::: The records :::
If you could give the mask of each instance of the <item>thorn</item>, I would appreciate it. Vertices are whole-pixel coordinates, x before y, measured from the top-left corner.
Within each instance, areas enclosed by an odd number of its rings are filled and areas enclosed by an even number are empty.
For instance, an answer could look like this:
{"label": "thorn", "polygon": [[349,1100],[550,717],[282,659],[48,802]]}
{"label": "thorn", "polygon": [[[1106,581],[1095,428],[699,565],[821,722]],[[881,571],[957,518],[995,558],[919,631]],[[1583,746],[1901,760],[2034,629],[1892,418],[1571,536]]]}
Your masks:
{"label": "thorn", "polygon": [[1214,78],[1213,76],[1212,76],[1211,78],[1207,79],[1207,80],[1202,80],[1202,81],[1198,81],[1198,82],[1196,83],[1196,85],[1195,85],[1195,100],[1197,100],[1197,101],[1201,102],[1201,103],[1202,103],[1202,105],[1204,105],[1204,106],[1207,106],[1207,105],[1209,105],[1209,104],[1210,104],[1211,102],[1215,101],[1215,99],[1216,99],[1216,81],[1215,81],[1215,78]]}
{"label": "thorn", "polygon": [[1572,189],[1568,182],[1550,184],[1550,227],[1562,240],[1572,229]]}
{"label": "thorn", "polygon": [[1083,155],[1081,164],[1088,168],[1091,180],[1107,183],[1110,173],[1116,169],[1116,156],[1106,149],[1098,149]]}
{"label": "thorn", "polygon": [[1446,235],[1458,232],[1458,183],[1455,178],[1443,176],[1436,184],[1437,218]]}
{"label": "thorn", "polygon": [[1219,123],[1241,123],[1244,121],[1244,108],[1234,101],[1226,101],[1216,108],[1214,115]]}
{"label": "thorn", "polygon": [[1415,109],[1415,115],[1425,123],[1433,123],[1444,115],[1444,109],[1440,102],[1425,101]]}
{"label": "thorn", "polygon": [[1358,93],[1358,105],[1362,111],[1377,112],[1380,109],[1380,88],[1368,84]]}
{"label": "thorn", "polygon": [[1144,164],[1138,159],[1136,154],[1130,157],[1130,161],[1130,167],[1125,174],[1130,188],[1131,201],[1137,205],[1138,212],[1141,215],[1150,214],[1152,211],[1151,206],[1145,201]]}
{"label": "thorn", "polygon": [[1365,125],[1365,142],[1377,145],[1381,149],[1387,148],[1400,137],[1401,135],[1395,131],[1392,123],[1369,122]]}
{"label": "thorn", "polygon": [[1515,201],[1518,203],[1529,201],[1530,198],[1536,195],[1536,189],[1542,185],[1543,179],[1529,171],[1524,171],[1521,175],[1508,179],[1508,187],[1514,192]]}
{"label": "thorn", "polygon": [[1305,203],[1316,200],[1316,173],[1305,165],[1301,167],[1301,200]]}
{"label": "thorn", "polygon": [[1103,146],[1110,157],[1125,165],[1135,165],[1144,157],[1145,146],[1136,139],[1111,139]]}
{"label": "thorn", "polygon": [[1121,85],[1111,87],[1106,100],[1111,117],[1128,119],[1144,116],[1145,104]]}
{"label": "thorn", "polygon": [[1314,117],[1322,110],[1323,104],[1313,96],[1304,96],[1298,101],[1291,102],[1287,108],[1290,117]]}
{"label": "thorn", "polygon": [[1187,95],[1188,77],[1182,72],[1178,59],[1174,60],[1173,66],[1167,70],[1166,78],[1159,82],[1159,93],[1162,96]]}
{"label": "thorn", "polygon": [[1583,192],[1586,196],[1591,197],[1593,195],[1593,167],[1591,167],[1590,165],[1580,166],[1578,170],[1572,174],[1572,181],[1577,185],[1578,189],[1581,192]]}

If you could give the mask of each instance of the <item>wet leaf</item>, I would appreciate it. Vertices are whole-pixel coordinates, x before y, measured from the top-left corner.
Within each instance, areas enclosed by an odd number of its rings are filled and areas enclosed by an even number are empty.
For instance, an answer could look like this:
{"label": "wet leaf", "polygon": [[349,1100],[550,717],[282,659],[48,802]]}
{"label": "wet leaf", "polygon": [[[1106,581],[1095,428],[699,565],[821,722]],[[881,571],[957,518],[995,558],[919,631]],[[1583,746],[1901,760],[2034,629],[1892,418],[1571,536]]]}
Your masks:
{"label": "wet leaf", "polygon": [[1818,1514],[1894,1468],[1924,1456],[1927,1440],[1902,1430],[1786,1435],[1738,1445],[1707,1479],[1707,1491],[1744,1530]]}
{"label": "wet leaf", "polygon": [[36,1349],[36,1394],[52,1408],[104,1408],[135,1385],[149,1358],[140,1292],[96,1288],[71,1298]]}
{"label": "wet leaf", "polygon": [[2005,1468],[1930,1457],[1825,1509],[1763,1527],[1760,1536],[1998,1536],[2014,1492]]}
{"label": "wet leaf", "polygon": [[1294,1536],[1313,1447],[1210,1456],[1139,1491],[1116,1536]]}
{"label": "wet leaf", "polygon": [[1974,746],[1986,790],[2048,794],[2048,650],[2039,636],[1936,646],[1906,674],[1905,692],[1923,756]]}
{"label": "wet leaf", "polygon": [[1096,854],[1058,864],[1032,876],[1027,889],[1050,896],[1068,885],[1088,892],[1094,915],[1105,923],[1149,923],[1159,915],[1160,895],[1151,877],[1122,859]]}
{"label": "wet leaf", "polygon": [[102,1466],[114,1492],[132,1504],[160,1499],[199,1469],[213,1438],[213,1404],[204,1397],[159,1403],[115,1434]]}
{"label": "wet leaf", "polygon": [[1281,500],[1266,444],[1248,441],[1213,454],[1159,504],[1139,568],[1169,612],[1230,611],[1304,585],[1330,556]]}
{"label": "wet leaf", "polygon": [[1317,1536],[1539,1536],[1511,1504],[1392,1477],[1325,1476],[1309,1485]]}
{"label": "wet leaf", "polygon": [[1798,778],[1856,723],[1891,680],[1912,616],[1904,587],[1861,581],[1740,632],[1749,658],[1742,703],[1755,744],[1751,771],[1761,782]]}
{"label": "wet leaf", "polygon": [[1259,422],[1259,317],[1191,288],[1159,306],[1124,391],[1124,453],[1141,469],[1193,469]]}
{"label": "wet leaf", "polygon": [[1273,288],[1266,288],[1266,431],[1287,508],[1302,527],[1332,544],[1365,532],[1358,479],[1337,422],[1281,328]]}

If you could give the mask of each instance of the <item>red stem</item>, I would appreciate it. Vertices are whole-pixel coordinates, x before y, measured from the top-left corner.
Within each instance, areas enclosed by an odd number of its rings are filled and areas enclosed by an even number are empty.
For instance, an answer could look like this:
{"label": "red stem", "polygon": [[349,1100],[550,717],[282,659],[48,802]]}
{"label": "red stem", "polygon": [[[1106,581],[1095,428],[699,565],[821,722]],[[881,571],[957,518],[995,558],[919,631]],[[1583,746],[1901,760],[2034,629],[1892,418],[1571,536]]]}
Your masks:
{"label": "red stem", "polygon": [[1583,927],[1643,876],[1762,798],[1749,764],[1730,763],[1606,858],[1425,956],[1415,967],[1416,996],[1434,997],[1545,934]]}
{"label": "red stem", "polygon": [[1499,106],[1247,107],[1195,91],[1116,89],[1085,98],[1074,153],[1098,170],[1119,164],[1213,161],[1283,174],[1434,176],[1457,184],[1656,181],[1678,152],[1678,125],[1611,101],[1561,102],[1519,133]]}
:::
- **Task brief**
Go through the listing above and repeat all of it exactly.

- **Task response**
If you could give the mask of each instance of the <item>thorn</item>, I would appreciate it. Vertices are whole-pixel coordinates, x before y, measured from the top-left corner.
Within each instance, areas enclosed by an odd number of its rings are filled and areas enclosed by an even number are empty.
For instance, an answer could look like this:
{"label": "thorn", "polygon": [[349,1100],[550,717],[282,659],[48,802]]}
{"label": "thorn", "polygon": [[[1106,581],[1095,428],[699,565],[821,722]],[[881,571],[957,518],[995,558],[919,631]],[[1583,746],[1901,760],[2034,629],[1892,418],[1571,536]]]}
Your masks:
{"label": "thorn", "polygon": [[1214,78],[1213,76],[1212,76],[1211,78],[1207,79],[1207,80],[1202,80],[1202,81],[1198,81],[1198,82],[1196,83],[1196,85],[1195,85],[1195,100],[1197,100],[1197,101],[1201,102],[1201,103],[1202,103],[1202,105],[1204,105],[1204,106],[1207,106],[1207,105],[1209,105],[1209,104],[1210,104],[1211,102],[1215,101],[1215,99],[1216,99],[1216,81],[1215,81],[1215,78]]}
{"label": "thorn", "polygon": [[1572,189],[1568,182],[1550,184],[1550,227],[1562,240],[1572,229]]}
{"label": "thorn", "polygon": [[1083,155],[1081,164],[1088,168],[1091,180],[1107,183],[1110,173],[1116,169],[1116,156],[1106,149],[1098,149]]}
{"label": "thorn", "polygon": [[1446,235],[1458,232],[1458,183],[1455,178],[1443,176],[1436,184],[1437,218]]}
{"label": "thorn", "polygon": [[1219,123],[1241,123],[1244,121],[1244,108],[1234,101],[1226,101],[1216,108],[1214,115]]}
{"label": "thorn", "polygon": [[1415,109],[1415,115],[1425,123],[1433,123],[1444,115],[1444,109],[1440,102],[1425,101]]}
{"label": "thorn", "polygon": [[1358,93],[1358,105],[1362,111],[1377,112],[1380,109],[1380,88],[1368,84]]}
{"label": "thorn", "polygon": [[1144,164],[1138,159],[1136,154],[1130,157],[1130,161],[1130,167],[1125,174],[1130,188],[1131,201],[1137,205],[1138,212],[1141,215],[1150,214],[1152,211],[1151,206],[1145,201]]}
{"label": "thorn", "polygon": [[1365,125],[1365,142],[1377,145],[1381,149],[1387,148],[1400,137],[1401,135],[1395,131],[1392,123],[1369,122]]}
{"label": "thorn", "polygon": [[1515,201],[1518,203],[1529,201],[1530,198],[1536,195],[1536,189],[1542,185],[1543,179],[1529,171],[1524,171],[1521,175],[1508,179],[1508,187],[1514,192]]}
{"label": "thorn", "polygon": [[1305,203],[1316,200],[1316,173],[1305,165],[1301,167],[1301,200]]}
{"label": "thorn", "polygon": [[1103,146],[1110,157],[1125,165],[1135,165],[1144,157],[1145,146],[1136,139],[1111,139]]}
{"label": "thorn", "polygon": [[1121,85],[1111,87],[1106,100],[1111,117],[1128,119],[1144,116],[1145,104]]}
{"label": "thorn", "polygon": [[1314,117],[1322,110],[1323,104],[1313,96],[1304,96],[1298,101],[1291,102],[1287,108],[1290,117]]}
{"label": "thorn", "polygon": [[1187,95],[1188,77],[1182,72],[1178,59],[1174,60],[1173,66],[1167,70],[1166,78],[1159,82],[1159,93],[1162,96]]}
{"label": "thorn", "polygon": [[1583,192],[1586,196],[1591,197],[1593,195],[1593,167],[1591,167],[1590,165],[1580,166],[1578,170],[1572,174],[1572,181],[1577,185],[1578,189],[1581,192]]}

If you could give the mask of each instance of the <item>wet leaf</item>, I would appreciate it. Vertices are whole-pixel coordinates, x before y, measured from the top-left corner.
Within each instance, areas enclosed by an odd number of its rings are filled and areas enclosed by an even number are empty.
For instance, an answer could look like this:
{"label": "wet leaf", "polygon": [[349,1100],[550,717],[282,659],[48,802]]}
{"label": "wet leaf", "polygon": [[[1106,581],[1095,428],[699,565],[821,722]],[[881,571],[957,518],[995,558],[919,631]],[[1583,746],[1901,760],[2034,629],[1892,418],[1571,536]]]}
Your masks:
{"label": "wet leaf", "polygon": [[1818,1514],[1894,1468],[1924,1456],[1927,1440],[1902,1430],[1786,1435],[1738,1445],[1707,1479],[1707,1491],[1744,1530]]}
{"label": "wet leaf", "polygon": [[36,1349],[36,1394],[52,1408],[104,1408],[135,1385],[149,1358],[140,1292],[96,1288],[71,1298]]}
{"label": "wet leaf", "polygon": [[2005,1468],[1930,1457],[1825,1509],[1763,1527],[1760,1536],[1998,1536],[2014,1492]]}
{"label": "wet leaf", "polygon": [[1294,1536],[1313,1447],[1210,1456],[1139,1491],[1116,1536]]}
{"label": "wet leaf", "polygon": [[1974,746],[1986,790],[2048,794],[2048,650],[2039,636],[1936,646],[1906,674],[1905,692],[1923,756]]}
{"label": "wet leaf", "polygon": [[1096,854],[1058,864],[1032,876],[1027,889],[1050,896],[1068,885],[1088,892],[1094,915],[1105,923],[1149,923],[1159,915],[1160,895],[1151,877],[1122,859]]}
{"label": "wet leaf", "polygon": [[102,1466],[114,1492],[132,1504],[160,1499],[199,1469],[213,1438],[213,1404],[204,1397],[159,1403],[115,1434]]}
{"label": "wet leaf", "polygon": [[1281,500],[1266,444],[1248,441],[1213,454],[1159,504],[1139,568],[1169,612],[1230,611],[1304,585],[1330,556]]}
{"label": "wet leaf", "polygon": [[1317,1536],[1539,1536],[1511,1504],[1392,1477],[1325,1476],[1309,1485]]}
{"label": "wet leaf", "polygon": [[1798,778],[1856,723],[1891,680],[1912,616],[1904,587],[1861,581],[1740,632],[1749,658],[1742,703],[1755,744],[1751,771],[1761,782]]}
{"label": "wet leaf", "polygon": [[1259,422],[1259,317],[1191,288],[1159,306],[1124,391],[1124,453],[1141,469],[1193,469]]}
{"label": "wet leaf", "polygon": [[1273,288],[1266,288],[1266,431],[1287,508],[1302,527],[1332,544],[1365,532],[1358,479],[1337,422],[1281,328]]}

If you could give the mask of each instance of the <item>red stem</item>, I would appreciate it. Vertices are whole-pixel coordinates, x before y, measured from the top-left corner.
Within each instance, areas enclosed by an odd number of its rings are filled and areas enclosed by an even number are empty.
For instance, an answer could look like this:
{"label": "red stem", "polygon": [[349,1100],[550,717],[282,659],[48,802]]}
{"label": "red stem", "polygon": [[[1106,581],[1095,428],[699,565],[821,722]],[[881,571],[957,518],[995,558],[919,631]],[[1583,746],[1901,760],[2034,629],[1892,418],[1571,536]]]}
Your masks:
{"label": "red stem", "polygon": [[1583,927],[1643,876],[1762,798],[1749,764],[1730,763],[1606,858],[1425,956],[1415,967],[1416,996],[1434,997],[1545,934]]}
{"label": "red stem", "polygon": [[1499,106],[1247,107],[1195,91],[1116,89],[1085,98],[1074,153],[1098,170],[1119,164],[1213,161],[1283,174],[1434,176],[1457,184],[1656,181],[1678,152],[1678,125],[1611,101],[1561,102],[1519,133]]}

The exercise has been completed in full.